:: Supplied information ::
BEGIN

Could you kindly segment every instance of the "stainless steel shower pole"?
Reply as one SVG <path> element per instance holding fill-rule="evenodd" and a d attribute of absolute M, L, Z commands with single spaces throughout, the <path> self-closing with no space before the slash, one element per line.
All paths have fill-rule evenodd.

END
BEGIN

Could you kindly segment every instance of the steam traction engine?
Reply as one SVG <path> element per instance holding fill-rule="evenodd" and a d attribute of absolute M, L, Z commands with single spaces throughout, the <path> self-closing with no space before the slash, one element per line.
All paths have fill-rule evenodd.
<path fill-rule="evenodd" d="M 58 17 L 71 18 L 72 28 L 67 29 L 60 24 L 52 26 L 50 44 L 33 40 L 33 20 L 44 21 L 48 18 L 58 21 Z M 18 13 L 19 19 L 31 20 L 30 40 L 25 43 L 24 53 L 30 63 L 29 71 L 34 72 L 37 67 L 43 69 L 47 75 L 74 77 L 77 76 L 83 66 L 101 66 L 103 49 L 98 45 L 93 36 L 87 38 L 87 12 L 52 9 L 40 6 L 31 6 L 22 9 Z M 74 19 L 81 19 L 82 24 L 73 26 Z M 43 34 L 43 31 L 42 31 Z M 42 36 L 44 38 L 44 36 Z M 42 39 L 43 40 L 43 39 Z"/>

END
BEGIN

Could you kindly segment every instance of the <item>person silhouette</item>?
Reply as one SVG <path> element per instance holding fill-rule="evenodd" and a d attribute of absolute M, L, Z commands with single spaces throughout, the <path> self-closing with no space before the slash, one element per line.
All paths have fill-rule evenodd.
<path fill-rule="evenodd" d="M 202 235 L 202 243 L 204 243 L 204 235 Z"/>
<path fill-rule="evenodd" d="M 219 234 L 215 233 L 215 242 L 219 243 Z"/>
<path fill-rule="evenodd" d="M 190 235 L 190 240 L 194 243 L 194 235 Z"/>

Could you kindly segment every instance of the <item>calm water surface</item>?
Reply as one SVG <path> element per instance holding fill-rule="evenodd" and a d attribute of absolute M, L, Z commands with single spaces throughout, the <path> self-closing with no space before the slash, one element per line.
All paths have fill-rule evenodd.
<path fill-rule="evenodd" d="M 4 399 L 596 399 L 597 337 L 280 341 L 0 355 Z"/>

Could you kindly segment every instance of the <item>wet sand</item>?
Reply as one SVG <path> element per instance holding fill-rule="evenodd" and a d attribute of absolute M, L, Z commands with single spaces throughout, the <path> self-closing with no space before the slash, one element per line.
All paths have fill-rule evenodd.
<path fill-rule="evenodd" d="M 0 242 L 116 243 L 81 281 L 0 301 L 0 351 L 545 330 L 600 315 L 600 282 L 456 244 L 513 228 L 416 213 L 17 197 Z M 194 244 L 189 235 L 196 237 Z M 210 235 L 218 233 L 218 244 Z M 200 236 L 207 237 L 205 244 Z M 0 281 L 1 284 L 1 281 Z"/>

END

:: Brief ::
Please state how many lines in the entries include the string "item", giving no more than the number.

:: Written response ::
3